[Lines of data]
** Start **
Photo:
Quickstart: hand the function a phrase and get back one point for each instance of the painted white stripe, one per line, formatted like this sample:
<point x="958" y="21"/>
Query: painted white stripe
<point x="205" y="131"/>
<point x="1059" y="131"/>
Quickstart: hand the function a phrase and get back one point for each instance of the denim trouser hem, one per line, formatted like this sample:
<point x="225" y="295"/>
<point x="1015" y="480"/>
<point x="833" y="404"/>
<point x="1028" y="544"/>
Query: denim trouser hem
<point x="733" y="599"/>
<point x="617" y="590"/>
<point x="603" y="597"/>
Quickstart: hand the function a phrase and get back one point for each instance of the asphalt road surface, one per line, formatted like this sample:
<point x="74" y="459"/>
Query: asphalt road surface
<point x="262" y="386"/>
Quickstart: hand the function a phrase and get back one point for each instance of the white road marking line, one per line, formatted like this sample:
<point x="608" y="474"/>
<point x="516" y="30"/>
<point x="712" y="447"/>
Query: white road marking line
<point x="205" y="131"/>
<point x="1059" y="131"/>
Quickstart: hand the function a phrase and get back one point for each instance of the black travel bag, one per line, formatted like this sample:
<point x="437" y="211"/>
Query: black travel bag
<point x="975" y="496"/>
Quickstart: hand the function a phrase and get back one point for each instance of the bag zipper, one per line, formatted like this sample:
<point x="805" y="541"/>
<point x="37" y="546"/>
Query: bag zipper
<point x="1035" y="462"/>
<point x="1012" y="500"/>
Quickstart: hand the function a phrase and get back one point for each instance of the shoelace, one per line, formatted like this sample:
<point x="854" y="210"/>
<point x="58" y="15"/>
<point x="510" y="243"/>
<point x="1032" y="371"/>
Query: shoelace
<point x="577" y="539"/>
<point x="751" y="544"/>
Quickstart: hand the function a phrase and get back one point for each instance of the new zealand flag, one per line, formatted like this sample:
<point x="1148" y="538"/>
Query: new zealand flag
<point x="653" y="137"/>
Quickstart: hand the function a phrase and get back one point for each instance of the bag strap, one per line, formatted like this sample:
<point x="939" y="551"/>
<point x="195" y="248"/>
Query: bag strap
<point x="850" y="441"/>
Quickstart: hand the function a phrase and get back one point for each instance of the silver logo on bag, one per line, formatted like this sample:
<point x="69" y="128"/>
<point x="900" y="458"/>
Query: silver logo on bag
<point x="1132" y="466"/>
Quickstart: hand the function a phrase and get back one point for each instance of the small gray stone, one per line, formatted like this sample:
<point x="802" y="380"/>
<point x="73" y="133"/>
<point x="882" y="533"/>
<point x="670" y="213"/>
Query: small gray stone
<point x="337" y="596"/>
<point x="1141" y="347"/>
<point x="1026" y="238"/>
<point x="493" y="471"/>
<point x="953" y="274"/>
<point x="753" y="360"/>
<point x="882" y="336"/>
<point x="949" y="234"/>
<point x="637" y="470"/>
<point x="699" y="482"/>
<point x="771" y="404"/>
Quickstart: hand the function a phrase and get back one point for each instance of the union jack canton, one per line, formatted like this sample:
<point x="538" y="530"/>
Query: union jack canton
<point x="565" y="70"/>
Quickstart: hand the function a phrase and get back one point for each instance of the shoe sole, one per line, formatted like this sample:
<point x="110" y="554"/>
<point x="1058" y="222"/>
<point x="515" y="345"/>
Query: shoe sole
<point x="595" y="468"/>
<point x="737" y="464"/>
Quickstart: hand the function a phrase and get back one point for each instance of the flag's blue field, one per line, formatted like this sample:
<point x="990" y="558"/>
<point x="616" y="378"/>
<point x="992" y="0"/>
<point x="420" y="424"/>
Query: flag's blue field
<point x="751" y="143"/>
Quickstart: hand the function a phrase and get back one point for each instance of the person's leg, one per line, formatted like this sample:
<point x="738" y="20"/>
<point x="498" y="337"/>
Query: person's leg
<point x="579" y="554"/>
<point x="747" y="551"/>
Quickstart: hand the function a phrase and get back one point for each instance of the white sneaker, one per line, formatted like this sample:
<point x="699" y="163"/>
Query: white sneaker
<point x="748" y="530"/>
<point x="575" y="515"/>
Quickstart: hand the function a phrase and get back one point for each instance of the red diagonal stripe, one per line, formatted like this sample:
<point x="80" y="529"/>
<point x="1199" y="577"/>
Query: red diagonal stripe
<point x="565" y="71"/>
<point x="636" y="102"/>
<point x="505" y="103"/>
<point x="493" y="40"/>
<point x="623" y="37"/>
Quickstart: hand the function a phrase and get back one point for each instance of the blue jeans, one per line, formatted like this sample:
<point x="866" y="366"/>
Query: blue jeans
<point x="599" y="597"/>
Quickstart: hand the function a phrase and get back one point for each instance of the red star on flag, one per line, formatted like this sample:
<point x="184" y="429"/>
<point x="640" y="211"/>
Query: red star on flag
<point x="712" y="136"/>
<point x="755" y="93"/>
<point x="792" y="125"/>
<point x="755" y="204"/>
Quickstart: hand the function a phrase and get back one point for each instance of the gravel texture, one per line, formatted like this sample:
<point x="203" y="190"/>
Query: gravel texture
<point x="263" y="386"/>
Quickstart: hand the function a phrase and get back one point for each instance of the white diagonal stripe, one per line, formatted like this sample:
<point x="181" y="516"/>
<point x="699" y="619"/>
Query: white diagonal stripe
** End **
Description of the task: Extract every line from the one containing "of the blue" to the end of the entries, including both of those lines, exactly as given and with nothing added.

Reply to the exercise:
Quickstart: hand the function a phrase and get back one point for each instance of the blue jeans, one per line, formatted like this sample:
<point x="866" y="366"/>
Query: blue jeans
<point x="599" y="597"/>
Quickstart: hand the function a phrase and get back one point for each instance of the red star on flag, one per line, formatted like this sample:
<point x="184" y="429"/>
<point x="640" y="211"/>
Query: red star on flag
<point x="712" y="136"/>
<point x="755" y="93"/>
<point x="792" y="125"/>
<point x="755" y="204"/>
Quickstart: hand the function a phrase and get back one point for each instance of the gravel texture, one per line, formatted like this sample:
<point x="203" y="190"/>
Query: gravel texture
<point x="263" y="386"/>
Quickstart: hand the function a phrase and get back one point for each instance of the white diagonal stripe, one per line, formatted like this sample:
<point x="181" y="516"/>
<point x="699" y="619"/>
Query: white diagonal stripe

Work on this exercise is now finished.